PROVIDED DATA
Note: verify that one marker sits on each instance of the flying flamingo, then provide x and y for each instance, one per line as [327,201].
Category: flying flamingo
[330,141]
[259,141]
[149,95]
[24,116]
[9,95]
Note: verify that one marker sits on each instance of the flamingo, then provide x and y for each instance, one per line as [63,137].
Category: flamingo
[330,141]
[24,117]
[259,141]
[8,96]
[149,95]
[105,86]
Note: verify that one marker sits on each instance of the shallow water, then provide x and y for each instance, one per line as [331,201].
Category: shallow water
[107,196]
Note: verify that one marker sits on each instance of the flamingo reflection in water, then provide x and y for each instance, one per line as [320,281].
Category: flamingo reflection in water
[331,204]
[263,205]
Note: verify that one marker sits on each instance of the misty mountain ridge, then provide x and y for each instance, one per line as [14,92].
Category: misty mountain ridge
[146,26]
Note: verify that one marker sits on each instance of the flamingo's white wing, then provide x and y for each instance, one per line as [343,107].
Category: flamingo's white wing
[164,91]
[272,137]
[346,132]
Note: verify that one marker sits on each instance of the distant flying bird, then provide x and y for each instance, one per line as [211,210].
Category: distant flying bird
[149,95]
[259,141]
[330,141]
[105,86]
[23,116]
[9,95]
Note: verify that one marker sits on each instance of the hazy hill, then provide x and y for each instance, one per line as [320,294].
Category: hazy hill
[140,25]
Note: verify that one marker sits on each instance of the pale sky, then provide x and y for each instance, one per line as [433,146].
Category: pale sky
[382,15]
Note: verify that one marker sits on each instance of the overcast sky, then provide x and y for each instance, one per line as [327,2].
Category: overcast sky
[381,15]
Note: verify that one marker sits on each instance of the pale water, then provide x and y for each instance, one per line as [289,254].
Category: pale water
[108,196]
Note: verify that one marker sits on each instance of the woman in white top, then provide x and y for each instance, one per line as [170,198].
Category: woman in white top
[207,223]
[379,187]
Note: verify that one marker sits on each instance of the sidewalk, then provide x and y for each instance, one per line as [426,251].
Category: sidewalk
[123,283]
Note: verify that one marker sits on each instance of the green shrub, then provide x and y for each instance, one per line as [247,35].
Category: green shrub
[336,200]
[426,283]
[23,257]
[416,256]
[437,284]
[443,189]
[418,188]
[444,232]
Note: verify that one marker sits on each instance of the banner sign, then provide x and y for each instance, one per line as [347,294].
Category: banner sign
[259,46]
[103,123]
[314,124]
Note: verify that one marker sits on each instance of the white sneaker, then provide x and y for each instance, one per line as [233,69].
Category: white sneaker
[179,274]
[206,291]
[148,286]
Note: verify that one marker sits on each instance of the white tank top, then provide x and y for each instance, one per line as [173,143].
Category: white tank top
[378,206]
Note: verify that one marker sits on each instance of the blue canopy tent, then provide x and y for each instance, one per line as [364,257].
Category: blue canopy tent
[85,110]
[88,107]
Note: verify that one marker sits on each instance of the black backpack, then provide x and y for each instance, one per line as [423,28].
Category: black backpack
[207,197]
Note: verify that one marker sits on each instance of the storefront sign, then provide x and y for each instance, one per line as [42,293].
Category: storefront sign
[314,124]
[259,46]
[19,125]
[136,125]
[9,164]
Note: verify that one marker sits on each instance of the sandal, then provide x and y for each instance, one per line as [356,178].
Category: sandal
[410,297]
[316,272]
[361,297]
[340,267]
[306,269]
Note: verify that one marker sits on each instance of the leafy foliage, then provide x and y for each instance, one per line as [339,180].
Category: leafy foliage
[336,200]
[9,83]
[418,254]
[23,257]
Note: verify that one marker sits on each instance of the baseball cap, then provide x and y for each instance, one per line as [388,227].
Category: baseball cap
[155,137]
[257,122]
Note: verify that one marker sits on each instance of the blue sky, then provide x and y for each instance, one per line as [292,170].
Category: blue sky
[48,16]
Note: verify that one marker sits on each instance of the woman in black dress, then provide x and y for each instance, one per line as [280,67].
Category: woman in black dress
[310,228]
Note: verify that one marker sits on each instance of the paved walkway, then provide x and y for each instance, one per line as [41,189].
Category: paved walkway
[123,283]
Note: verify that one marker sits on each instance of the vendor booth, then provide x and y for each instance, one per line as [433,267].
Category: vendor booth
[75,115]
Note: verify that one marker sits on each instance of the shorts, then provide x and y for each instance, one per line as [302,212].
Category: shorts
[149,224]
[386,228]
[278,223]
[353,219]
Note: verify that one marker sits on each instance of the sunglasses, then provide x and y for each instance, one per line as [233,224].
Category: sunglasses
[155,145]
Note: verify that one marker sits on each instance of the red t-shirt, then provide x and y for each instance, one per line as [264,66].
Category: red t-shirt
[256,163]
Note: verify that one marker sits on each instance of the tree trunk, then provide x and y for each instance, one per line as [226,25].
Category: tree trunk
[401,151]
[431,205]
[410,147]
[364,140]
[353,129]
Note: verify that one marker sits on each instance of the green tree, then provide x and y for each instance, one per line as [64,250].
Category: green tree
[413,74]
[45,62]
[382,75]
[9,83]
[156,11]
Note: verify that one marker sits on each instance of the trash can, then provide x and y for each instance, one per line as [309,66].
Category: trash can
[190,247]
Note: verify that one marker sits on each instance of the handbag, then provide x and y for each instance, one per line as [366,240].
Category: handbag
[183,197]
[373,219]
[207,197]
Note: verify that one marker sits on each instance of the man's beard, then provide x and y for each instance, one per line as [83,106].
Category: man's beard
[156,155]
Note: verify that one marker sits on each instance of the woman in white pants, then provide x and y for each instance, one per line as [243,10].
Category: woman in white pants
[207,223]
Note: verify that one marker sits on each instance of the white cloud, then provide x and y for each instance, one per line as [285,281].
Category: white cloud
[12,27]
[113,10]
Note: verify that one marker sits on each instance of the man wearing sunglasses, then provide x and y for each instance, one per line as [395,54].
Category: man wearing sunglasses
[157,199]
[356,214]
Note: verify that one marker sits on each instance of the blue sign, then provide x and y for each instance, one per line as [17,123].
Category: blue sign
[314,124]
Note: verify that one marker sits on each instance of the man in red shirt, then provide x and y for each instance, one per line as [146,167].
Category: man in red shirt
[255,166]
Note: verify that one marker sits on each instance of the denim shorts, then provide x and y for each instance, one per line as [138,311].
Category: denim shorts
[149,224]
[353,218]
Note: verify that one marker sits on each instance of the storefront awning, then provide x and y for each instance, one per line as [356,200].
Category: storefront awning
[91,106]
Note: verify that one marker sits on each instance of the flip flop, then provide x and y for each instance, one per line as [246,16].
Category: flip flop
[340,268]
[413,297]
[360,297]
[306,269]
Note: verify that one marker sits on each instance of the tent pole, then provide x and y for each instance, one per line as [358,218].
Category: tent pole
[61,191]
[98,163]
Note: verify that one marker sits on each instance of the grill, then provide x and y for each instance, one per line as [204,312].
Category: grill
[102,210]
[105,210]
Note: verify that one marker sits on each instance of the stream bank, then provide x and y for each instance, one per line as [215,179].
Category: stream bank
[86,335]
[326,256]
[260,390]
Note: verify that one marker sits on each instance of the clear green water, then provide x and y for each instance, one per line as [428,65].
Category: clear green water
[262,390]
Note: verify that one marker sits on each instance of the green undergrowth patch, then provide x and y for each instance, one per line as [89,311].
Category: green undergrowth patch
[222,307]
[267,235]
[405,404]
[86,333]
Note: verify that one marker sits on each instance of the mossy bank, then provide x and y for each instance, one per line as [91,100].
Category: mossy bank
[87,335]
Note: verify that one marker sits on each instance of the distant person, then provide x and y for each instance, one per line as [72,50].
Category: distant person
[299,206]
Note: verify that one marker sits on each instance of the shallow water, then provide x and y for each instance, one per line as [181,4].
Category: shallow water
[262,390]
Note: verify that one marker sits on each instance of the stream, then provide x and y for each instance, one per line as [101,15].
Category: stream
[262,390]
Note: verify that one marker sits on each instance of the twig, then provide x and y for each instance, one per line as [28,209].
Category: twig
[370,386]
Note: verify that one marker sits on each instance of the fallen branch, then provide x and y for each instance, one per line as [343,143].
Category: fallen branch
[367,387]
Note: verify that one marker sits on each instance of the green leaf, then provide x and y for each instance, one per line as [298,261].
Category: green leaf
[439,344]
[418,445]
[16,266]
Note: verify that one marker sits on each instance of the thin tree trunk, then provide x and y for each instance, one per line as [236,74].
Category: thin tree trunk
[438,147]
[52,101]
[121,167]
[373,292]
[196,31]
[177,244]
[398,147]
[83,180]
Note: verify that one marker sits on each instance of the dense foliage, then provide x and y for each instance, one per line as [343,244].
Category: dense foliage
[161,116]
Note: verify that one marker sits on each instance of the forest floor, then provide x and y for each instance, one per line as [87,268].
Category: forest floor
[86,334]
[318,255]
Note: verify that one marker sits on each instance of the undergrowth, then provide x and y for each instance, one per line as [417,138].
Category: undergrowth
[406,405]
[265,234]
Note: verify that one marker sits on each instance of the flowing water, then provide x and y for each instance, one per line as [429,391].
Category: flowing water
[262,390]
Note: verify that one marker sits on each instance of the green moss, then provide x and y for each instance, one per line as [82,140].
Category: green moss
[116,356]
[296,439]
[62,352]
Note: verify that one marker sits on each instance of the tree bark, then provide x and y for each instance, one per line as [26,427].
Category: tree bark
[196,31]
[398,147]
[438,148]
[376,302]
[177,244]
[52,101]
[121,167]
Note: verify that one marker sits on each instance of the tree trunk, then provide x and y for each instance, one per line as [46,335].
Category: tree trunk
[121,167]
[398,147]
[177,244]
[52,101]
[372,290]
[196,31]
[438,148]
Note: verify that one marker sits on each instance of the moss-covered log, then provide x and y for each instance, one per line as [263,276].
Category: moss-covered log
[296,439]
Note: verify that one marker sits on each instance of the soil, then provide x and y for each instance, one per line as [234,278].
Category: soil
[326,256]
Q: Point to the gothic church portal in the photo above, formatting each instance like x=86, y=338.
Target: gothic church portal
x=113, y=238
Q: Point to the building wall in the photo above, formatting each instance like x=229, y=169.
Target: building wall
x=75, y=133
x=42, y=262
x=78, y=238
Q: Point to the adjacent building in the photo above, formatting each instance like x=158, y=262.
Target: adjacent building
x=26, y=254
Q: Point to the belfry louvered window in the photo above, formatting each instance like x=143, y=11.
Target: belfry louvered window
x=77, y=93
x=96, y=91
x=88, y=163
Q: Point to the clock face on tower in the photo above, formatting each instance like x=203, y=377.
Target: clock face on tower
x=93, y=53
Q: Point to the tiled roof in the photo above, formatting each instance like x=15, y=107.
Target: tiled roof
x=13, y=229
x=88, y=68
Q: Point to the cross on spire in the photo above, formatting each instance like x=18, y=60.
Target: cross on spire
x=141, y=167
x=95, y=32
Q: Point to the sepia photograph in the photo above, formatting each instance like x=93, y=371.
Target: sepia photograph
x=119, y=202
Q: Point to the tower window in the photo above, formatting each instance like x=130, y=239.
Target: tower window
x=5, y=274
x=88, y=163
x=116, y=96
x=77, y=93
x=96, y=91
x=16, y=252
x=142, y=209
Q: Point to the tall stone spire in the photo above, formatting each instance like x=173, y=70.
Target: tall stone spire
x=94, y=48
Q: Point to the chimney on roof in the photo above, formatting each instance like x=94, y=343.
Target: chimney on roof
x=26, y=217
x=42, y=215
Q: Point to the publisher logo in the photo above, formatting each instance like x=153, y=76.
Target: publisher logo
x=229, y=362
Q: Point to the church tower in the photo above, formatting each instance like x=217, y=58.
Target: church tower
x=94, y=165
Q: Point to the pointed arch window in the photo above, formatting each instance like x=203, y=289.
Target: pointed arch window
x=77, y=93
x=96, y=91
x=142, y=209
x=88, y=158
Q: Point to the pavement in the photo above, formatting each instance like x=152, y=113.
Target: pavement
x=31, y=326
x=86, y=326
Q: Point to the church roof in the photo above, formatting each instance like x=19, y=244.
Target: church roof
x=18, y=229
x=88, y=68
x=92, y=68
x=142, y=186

WHAT YOU HAVE TO DO
Using the material above, transcribe exactly the lines from the line with "Category: blue sign" to the line with "line as [215,179]."; both count, and nothing else goes in.

ANSWER AREA
Category: blue sign
[314,124]
Note: verify that one marker sits on each instance of the man in red shirt, then provide x and y for each instance, one per line as [146,167].
Category: man in red shirt
[255,166]
Note: verify that one marker sits on each instance of the denim shorts, then provide x and y for each instance, one per line as [138,311].
Category: denim shorts
[149,224]
[353,218]
Note: verify that one marker sits on each instance of the storefront awning, then provide x and y for each instance, one per line as [356,200].
Category: storefront awning
[91,106]
Note: verify that one marker sits on each instance of the flip flop, then provide x and y for each instance, one per line as [246,16].
Category: flip flop
[340,268]
[413,297]
[360,297]
[306,269]
Note: verify that one marker sits on each instance of the tent pole, then provide x and y for each instance, one per line as [358,218].
Category: tent pole
[61,191]
[98,163]
Note: verify that one marker sits on each instance of the grill, then provide x and y for each instance, one per line as [204,312].
Category: grill
[102,210]
[105,210]
Note: verify that one marker sits on each instance of the stream bank, then provide x and y for each instance, one per line as [215,179].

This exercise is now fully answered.